▸ **DOCUMENT PASSAGE**:
○ ○ ○ ○
Hints

A hint is an instruction to the optimizer. When writing SQL, you may know information about the data that is unknown to the optimizer. Sometimes the optmizer might not generate the most optimal query plan. Hints enable to change aspects of the query plan generated by the optimizer.

There are two ways to define a hint:

Inline hints
Context hints

1. Inline Hints

Inline hints are defined as special comments. Depending on the hint type, it can be written in two locations:

Query Hint: right after the SELECT keyword.
Table Hint: right after the referenced table name.

Here you can see the kinds of hint:

select /*+ fixJoinOrder */ sum(a.i) from t1 /*+ forceAccess(idx1) */ a, t2 b where a.v = b.v;

The syntax is as follows:

hintComment:
	'/*+' hint [, hint ]* '*/'

hint:
	hintName
	| hintName '(' optionKey '=' optionVal [, optionKey '=' optionVal ]* ')'
	| hintName '(' hintOption [, hintOption ]* ')'

optionKey:
	simpleIdentifier
	| stringLiteral

optionVal:
	stringLiteral

hintOption:
	simpleIdentifier
 	| numericLiteral
	| stringLiteral

2. Query Hints

2.1. Force the Use of an Index

This hint forces the access to a table through a defined index. The hint name is forceAccess. It takes two parameters:

Table name.
Index name.
○ ○ ○ ○
▸ **DATA EXCERPTS**:
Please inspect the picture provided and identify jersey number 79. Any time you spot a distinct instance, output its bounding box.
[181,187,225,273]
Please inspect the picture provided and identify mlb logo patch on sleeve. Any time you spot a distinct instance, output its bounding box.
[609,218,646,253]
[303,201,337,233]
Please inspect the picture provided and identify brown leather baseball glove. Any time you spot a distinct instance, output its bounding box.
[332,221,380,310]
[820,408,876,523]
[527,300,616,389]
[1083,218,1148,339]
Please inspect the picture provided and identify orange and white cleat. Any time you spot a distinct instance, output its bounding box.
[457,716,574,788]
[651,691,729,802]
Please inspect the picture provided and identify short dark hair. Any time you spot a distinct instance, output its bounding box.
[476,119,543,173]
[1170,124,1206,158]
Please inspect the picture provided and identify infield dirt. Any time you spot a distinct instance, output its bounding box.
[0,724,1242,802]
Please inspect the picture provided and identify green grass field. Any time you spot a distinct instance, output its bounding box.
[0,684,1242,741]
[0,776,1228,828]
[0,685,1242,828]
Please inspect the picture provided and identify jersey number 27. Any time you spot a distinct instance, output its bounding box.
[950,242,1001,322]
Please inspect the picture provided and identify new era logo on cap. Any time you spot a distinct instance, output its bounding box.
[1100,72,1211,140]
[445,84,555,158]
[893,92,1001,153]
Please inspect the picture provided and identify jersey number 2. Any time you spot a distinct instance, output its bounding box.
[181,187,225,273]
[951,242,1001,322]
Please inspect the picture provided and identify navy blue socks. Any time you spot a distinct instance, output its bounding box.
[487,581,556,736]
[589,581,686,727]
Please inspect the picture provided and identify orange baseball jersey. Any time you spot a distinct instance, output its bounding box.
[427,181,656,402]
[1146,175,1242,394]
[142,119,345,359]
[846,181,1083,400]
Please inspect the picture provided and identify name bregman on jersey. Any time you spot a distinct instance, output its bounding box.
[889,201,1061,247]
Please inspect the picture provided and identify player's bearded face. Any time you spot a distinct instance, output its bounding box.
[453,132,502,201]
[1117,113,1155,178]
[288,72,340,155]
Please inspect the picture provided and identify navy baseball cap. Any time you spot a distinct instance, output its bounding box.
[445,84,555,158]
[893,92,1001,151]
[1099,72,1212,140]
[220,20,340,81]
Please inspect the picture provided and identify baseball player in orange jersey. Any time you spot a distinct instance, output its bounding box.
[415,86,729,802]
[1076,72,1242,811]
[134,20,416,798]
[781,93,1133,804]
○ ○ ○ ○
▸ **TASK DETAILS**: Decide whether each statement agrees with the passage on SQL hints: (a) a query hint is placed right after the SELECT keyword; (b) the forceAccess hint takes three parameters; (c) inline hints are defined as special comments. Answer yes or no for each and quote the words of the passage that decide it. The material has no part in what is asked here.

▸ **EXERCISE RESPONSE**:
(a) Yes: "Query Hint: right after the SELECT keyword."
(b) No: "It takes two parameters:"
(c) Yes: "Inline hints are defined as special comments."